**REQUIRED ACTION:** Please repeat exactly the line containing "Could you kindly annotate the dense" and each line after it in the records below, through the last.

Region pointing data
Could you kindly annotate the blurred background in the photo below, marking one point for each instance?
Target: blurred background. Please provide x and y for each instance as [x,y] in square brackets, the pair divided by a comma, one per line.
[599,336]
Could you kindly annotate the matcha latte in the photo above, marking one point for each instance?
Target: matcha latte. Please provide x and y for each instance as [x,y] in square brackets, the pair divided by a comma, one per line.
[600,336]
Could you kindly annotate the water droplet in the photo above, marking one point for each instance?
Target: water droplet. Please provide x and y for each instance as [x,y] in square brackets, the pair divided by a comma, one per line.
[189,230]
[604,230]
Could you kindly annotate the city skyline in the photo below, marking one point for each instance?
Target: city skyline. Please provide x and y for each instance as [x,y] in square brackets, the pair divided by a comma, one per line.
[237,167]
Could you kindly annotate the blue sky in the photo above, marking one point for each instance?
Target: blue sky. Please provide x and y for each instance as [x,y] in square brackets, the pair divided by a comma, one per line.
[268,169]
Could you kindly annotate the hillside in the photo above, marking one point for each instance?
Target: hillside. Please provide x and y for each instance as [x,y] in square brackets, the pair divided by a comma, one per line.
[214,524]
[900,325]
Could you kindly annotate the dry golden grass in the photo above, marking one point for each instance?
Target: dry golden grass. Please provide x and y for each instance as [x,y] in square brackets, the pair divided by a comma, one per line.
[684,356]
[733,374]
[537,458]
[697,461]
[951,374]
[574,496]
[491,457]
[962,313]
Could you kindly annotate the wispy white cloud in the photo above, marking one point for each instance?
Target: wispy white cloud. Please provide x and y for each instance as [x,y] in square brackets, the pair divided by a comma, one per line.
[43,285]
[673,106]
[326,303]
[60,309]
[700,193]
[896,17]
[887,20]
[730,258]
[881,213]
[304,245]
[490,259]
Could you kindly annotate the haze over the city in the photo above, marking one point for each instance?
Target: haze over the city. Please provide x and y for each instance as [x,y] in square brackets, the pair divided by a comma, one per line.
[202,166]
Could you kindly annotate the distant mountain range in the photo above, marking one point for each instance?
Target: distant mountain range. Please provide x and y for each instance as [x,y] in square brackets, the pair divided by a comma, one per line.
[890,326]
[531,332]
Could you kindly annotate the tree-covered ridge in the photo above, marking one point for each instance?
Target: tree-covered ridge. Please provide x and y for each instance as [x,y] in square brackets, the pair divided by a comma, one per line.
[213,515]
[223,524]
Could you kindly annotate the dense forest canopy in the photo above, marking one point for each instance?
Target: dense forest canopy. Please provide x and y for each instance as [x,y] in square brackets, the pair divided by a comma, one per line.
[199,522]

**SOLUTION TO THE EXERCISE:**
Could you kindly annotate the dense forest canopy in the photo above, marking one point for each instance?
Target: dense forest canopy. Please provide x and y for each instance as [x,y] in square brackets, the pair divided by a comma, one per line.
[199,522]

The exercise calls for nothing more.